[Your instructions]
Write out the records again, exactly, leaving none out.

[Point annotation dataset records]

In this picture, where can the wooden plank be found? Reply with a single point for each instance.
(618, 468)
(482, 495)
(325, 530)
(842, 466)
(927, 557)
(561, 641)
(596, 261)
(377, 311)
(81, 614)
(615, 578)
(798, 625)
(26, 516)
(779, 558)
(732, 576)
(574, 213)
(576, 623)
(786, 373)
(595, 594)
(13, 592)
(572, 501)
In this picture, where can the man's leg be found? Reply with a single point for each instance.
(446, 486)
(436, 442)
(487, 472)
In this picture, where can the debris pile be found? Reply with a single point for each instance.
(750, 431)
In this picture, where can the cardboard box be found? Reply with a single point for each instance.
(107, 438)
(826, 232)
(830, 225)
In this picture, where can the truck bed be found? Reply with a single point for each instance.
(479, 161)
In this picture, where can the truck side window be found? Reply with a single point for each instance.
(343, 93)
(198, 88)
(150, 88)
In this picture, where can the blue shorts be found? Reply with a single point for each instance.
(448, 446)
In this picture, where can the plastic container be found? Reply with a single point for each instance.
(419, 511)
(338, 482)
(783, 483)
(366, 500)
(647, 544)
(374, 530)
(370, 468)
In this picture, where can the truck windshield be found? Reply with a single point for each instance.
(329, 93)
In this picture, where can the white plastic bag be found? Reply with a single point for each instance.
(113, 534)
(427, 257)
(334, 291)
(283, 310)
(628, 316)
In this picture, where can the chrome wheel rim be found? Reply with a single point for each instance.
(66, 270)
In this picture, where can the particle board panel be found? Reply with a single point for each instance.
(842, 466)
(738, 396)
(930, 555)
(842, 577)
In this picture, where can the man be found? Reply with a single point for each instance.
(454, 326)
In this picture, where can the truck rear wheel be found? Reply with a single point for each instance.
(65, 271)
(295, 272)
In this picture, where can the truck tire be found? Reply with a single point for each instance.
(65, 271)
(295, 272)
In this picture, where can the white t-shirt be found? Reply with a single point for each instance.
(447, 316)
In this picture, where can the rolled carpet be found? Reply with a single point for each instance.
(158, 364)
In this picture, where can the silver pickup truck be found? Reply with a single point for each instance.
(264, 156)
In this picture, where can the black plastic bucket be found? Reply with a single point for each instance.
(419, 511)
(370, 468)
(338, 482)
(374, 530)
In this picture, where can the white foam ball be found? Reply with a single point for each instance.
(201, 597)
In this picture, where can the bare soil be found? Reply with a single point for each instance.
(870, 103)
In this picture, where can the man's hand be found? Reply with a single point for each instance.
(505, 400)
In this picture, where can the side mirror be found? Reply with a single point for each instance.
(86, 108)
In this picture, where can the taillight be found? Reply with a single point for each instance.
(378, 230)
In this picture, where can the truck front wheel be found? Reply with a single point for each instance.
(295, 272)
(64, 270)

[Problem solution]
In this picture, where can the wooden plank be found? Reply with a single point for each instance.
(618, 468)
(482, 495)
(325, 530)
(842, 466)
(927, 557)
(561, 641)
(596, 261)
(377, 311)
(81, 614)
(615, 578)
(798, 625)
(26, 516)
(779, 558)
(732, 576)
(574, 213)
(576, 623)
(786, 373)
(595, 594)
(13, 592)
(572, 501)
In this picture, where can the man's leg be found? Reply with a single point for each instance.
(446, 486)
(436, 442)
(487, 472)
In this picture, where can the debris pile be found? Reply with a single point for each instance.
(750, 431)
In this picture, where can the cardboard box be found? Reply with a single point for each instance.
(107, 438)
(826, 232)
(830, 225)
In this picture, where can the truck bed be found? Reply with a single point for each instance.
(479, 161)
In this picture, where can the truck side window be found? Reply with a single point for each instance.
(343, 93)
(198, 88)
(150, 88)
In this picture, where can the blue shorts be found? Reply with a single point for each instance.
(448, 446)
In this picture, where can the plastic container be found? Reply with a single point for each instance.
(419, 511)
(338, 482)
(783, 483)
(366, 500)
(647, 544)
(374, 530)
(370, 468)
In this picture, where can the truck windshield be found? Reply with a single point for each instance.
(329, 93)
In this picture, where can the white plastic bag be found? Reply with a single point for each instance.
(113, 534)
(427, 257)
(334, 291)
(283, 310)
(628, 316)
In this picture, where can the chrome wheel rim be found? Reply with a single point for each instance.
(66, 270)
In this picture, where can the particle board panel be found? Reply with a single point for each instance.
(842, 466)
(738, 396)
(930, 555)
(842, 577)
In this picture, where can the man be found? Reply with a single point for each instance.
(454, 326)
In this picture, where can the truck rear wheel be found? Reply with a single point for each instance.
(65, 271)
(295, 272)
In this picture, where can the truck tire be found? Reply with a single point for each instance.
(65, 271)
(295, 272)
In this picture, where can the white t-shirt be found? Reply with a single point for each instance.
(447, 316)
In this picture, where can the rolled carpet be found? Reply with a single point for each instance.
(158, 364)
In this picture, where can the silver pickup truck be found? Reply with a single point for each instance.
(264, 156)
In this picture, where can the black plastic bucket be found? Reply with a single point for each instance.
(419, 511)
(370, 468)
(338, 482)
(374, 530)
In this picture, where can the white foam ball be found? Reply with a single point for each instance.
(201, 597)
In this picture, where can the bare soil be found? Reply with a single point for each instance.
(870, 103)
In this picture, where can the man's hand be found? Reply with a single point for each instance.
(505, 400)
In this picture, where can the side mirror be found? Reply with a single point for each instance.
(86, 108)
In this picture, where can the taillight be found? Reply with a single point for each instance.
(378, 230)
In this picture, where can the truck front wheel be found? Reply with a single point for each instance.
(295, 272)
(64, 270)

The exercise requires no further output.